* Work to be completed: Rewrite all the entries below, switching "chrome faucet" to "steel faucet" and leaving everything else unchanged.

Collection entries:
········

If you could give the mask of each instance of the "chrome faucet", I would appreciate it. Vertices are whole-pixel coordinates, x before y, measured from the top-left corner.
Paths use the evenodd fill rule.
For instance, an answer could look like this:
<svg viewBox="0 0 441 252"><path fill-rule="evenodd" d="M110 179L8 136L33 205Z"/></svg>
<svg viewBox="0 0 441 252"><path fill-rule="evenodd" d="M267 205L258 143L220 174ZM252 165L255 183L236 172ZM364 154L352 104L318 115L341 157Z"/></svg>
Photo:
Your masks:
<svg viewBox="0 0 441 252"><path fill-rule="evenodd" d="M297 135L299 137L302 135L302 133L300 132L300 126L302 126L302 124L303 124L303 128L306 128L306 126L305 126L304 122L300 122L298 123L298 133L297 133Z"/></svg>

········

* Result:
If you could give the mask of each instance of the "steel faucet", I would appreciate it. Vertices are whole-pixel coordinates, x before y, measured from the top-left corner.
Paths use the evenodd fill rule.
For instance, an answer could look like this:
<svg viewBox="0 0 441 252"><path fill-rule="evenodd" d="M110 179L8 136L33 205Z"/></svg>
<svg viewBox="0 0 441 252"><path fill-rule="evenodd" d="M267 205L258 143L220 174ZM252 165L255 183L236 172ZM364 154L352 104L318 115L341 157Z"/></svg>
Photo:
Your masks:
<svg viewBox="0 0 441 252"><path fill-rule="evenodd" d="M297 135L299 137L302 135L302 133L300 132L300 126L302 126L302 124L303 124L303 128L306 128L306 126L305 126L304 122L300 122L298 123L298 133L297 133Z"/></svg>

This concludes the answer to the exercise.